What the task requires:
Reproduce all the material exactly, minus any pictures it holds.

(Named-object pointing records)

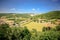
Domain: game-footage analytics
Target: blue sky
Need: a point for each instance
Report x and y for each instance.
(29, 6)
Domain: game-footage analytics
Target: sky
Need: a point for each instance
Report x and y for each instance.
(29, 6)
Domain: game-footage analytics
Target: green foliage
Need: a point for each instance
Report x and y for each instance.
(19, 33)
(4, 31)
(49, 15)
(58, 28)
(46, 28)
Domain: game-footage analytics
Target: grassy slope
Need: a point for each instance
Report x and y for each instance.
(9, 15)
(49, 15)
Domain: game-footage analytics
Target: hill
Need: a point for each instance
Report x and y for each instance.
(12, 15)
(49, 15)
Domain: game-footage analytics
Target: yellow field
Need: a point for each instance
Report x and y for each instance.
(34, 25)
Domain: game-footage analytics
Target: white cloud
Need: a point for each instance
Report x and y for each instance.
(33, 9)
(13, 9)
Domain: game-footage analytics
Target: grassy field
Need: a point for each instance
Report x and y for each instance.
(34, 25)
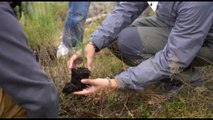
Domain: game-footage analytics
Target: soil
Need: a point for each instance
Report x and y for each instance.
(75, 82)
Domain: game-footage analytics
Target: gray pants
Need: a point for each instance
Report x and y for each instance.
(144, 38)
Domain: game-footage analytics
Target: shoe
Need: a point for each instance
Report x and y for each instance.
(63, 50)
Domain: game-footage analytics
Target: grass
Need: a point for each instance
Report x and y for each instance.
(43, 29)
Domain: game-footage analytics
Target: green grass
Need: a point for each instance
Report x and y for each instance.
(43, 29)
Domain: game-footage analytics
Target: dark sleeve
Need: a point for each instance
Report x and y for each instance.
(21, 76)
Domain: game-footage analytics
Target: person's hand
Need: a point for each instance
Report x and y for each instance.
(76, 58)
(96, 85)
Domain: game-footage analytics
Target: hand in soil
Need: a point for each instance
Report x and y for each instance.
(75, 83)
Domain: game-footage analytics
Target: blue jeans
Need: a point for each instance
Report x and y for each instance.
(74, 24)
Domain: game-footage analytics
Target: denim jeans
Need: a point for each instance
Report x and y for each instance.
(74, 24)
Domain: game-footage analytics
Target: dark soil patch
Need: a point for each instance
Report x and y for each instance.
(75, 83)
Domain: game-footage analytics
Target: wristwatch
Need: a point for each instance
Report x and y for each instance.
(96, 48)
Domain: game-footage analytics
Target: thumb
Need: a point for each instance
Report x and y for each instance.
(88, 81)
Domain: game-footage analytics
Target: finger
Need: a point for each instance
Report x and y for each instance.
(87, 91)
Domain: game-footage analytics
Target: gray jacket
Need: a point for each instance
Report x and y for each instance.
(191, 27)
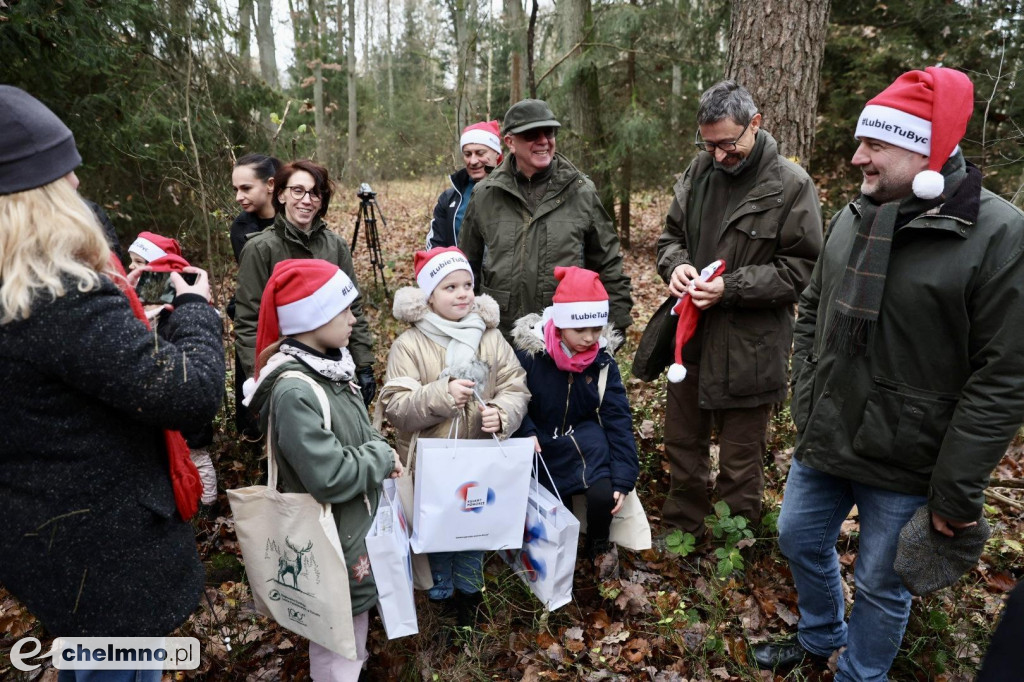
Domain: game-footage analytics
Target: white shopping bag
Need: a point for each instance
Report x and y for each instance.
(293, 555)
(547, 560)
(391, 563)
(630, 528)
(470, 495)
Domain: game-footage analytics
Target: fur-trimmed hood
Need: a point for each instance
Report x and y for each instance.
(411, 306)
(527, 334)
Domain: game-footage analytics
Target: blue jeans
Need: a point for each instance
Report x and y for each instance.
(110, 676)
(814, 507)
(455, 570)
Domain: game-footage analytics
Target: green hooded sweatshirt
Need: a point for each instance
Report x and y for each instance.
(343, 466)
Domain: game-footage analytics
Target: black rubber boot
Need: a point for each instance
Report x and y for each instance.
(467, 608)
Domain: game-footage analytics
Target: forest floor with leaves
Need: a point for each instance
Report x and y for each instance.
(673, 615)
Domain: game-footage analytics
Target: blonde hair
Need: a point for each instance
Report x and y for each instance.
(46, 235)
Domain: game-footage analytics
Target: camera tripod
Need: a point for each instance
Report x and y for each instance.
(369, 211)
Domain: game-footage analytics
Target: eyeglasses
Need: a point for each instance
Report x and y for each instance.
(725, 146)
(530, 135)
(298, 193)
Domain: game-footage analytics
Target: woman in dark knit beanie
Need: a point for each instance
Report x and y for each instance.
(92, 541)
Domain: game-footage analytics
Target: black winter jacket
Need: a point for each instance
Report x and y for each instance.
(583, 437)
(442, 230)
(91, 540)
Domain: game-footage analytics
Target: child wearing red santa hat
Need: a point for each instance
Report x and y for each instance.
(305, 321)
(580, 416)
(453, 370)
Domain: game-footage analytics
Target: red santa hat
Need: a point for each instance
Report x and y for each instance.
(432, 266)
(486, 133)
(689, 313)
(151, 246)
(924, 112)
(580, 299)
(301, 295)
(168, 263)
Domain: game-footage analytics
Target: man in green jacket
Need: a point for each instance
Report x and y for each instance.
(741, 202)
(534, 212)
(908, 365)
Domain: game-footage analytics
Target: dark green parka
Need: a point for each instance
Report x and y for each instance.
(933, 406)
(568, 227)
(769, 244)
(266, 249)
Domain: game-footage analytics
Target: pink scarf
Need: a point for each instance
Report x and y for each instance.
(553, 344)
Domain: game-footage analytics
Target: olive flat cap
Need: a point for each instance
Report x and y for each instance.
(527, 114)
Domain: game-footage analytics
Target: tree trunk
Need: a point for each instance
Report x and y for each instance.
(390, 66)
(463, 13)
(515, 29)
(585, 98)
(626, 181)
(352, 148)
(315, 16)
(775, 51)
(245, 32)
(530, 41)
(264, 39)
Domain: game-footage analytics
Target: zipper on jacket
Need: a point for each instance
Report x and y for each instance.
(568, 393)
(582, 459)
(565, 416)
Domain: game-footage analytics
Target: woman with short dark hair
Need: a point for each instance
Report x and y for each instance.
(302, 193)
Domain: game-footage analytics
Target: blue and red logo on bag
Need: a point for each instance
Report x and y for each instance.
(534, 568)
(474, 497)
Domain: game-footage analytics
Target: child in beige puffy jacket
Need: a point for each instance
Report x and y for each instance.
(435, 371)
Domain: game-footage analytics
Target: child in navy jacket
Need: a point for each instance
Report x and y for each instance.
(579, 415)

Complete response:
Domain: game-footage analytics
Target: blue sky
Need: a point for each instance
Report x and y for each instance.
(29, 6)
Domain: game-footage analytics
Target: sky
Need: a point for each instance
Report x and y for each instance.
(29, 6)
Domain: game-footage analytics
Target: green foliage
Need: a point for each instance
Report x and y for each instance.
(19, 33)
(4, 31)
(49, 15)
(58, 28)
(46, 28)
Domain: game-footage analytics
Target: grassy slope
Need: a point for each instance
Report x and y for each instance.
(9, 15)
(49, 15)
Domain: game-footage analytics
Target: hill
Need: a point for each instance
Report x and y for each instance.
(12, 15)
(49, 15)
Domain: game-footage analytics
Target: yellow field
Need: a point for each instance
Report x and y for each instance.
(34, 25)
Domain: game-footage analytics
Target: white cloud
Need: a point for each instance
Report x and y for each instance.
(33, 9)
(13, 9)
Domain: game-footage analytics
Target: grassy field
Need: a point for each instance
Report x and y for each instance.
(34, 25)
Domain: game-footage analytics
Target: soil
Need: a point for each instance
Report x and y for each instance.
(75, 82)
Domain: game-footage analytics
Target: gray pants
Need: a point for each instance
Report x and y for each instance.
(144, 38)
Domain: game-footage analytics
Target: shoe
Need: a point for each instance
Report x and y for each instance.
(63, 50)
Domain: game-footage analytics
Target: grass
Need: a point for each instance
Report x and y for each instance.
(43, 29)
Domain: game-footage analytics
Target: green grass
Need: a point for each instance
Report x and y for each instance.
(43, 29)
Domain: game-footage analytics
Target: dark sleeve
Need: a point for each instance
Report x and y for each instance.
(21, 76)
Domain: game-footage analytics
Target: person's hand
Need: a point for each instance
Report x and y for each instance.
(76, 58)
(96, 85)
Domain: game-footage analytics
Target: hand in soil
Need: a point for each instance
Report x and y for each instance.
(75, 83)
Domain: game-footage analytics
Target: blue jeans
Need: a point for each instance
Report x and y for each instance.
(74, 24)
Domain: game-footage analytics
Target: denim jeans
Need: a point for each instance
Report x and y for each instance.
(74, 24)
Domain: game-footage analytics
Target: dark soil patch
Need: a point for each instance
Report x and y for each instance.
(75, 83)
Domain: game-footage analytics
Target: wristwatch
Need: a point for each instance
Report x and y for each instance.
(96, 48)
Domain: game-footage analytics
Target: thumb
Need: a point for each instance
Report x and y for each instance.
(88, 81)
Domain: game-footage analytics
Target: finger
Need: a point for each instance
Report x and y for each instance.
(87, 91)
Domain: game-footage analytics
Target: gray jacket
Need: a point for each instance
Report x and y for each instance.
(191, 27)
Domain: game-footage analytics
Target: white shopping bag
Need: a point for each instance
Report x and y for each instance.
(293, 555)
(547, 560)
(391, 563)
(630, 528)
(470, 495)
Domain: game-footage analytics
Target: fur-trimmed hood
Need: a point for each instance
Report x and y for each instance.
(411, 306)
(527, 334)
Domain: game-footage analytics
Target: blue jeans
Need: a point for each instance
Report x and y for each instance.
(110, 676)
(814, 507)
(455, 570)
Domain: game-footage analytics
Target: green hooded sweatshirt
Need: a point for each instance
Report x and y for each instance.
(343, 466)
Domain: game-footage analytics
Target: black rubber boot
Need: a point for each instance
Report x and y for each instance.
(467, 608)
Domain: game-footage analytics
Target: forest floor with leaves
Need: a point for each instance
Report x and y for each instance.
(673, 615)
Domain: game-footage analytics
Target: blonde hair
Need: a point for each instance
Report x and y for each instance.
(46, 235)
Domain: game-footage analytics
Target: camera tripod
Need: a point for each instance
Report x and y for each instance.
(369, 211)
Domain: game-footage analytics
Target: eyeglasses
Need: a point for each instance
Report x and y for each instance.
(725, 146)
(530, 135)
(298, 193)
Domain: game-footage analytics
Target: woman in dark knit beanie
Need: a point for each instance
Report x and y for each instance.
(92, 541)
Domain: game-footage analytics
Target: black winter jacket
Need: a point for each instance
Report x and y for each instance.
(583, 437)
(442, 230)
(91, 540)
Domain: game-footage analytics
Target: child wearing red santa hat
Need: a point for each instance
Report x and y for each instance.
(305, 321)
(580, 416)
(453, 370)
Domain: game-footage analytics
Target: red santa hat
Need: a point for each instance
Report x and y for each instance.
(432, 266)
(486, 133)
(689, 313)
(151, 246)
(924, 112)
(580, 299)
(301, 295)
(168, 263)
Domain: game-footage analytics
Target: man in green jacket
Need: a point for each instance
Report x and y for each instance.
(741, 202)
(534, 212)
(908, 365)
Domain: game-footage analytics
Target: dark green parka
Need: a point for each instance
Report x and y for each instance.
(933, 406)
(568, 227)
(769, 244)
(266, 249)
Domain: game-footage analytics
Target: pink scarf
Need: a point for each instance
Report x and y for each instance.
(553, 344)
Domain: game-footage analytics
Target: olive flat cap
Need: a point for each instance
Report x and y for each instance.
(527, 114)
Domain: game-footage analytics
Target: tree trunk
Need: a point for each instance
Report x and y for each instance.
(390, 66)
(463, 13)
(515, 29)
(585, 98)
(626, 181)
(352, 148)
(315, 16)
(775, 51)
(245, 32)
(530, 41)
(264, 39)
Domain: game-footage analytics
Target: zipper on jacket
Need: a point for each instance
Report x and y for each instance.
(568, 393)
(582, 459)
(565, 416)
Domain: game-footage analytics
Target: woman with short dark hair
Need: a point for each instance
Report x and y for each instance.
(302, 193)
Domain: game-footage analytics
Target: blue and red logo on bag
Need: a point for each instance
Report x and y for each instance.
(534, 568)
(474, 497)
Domain: game-footage analytics
Target: child in beige puffy jacket
Need: a point for each instance
Report x and y for each instance.
(435, 371)
Domain: game-footage analytics
Target: child in navy jacket
Need: a point for each instance
Report x and y for each instance.
(579, 415)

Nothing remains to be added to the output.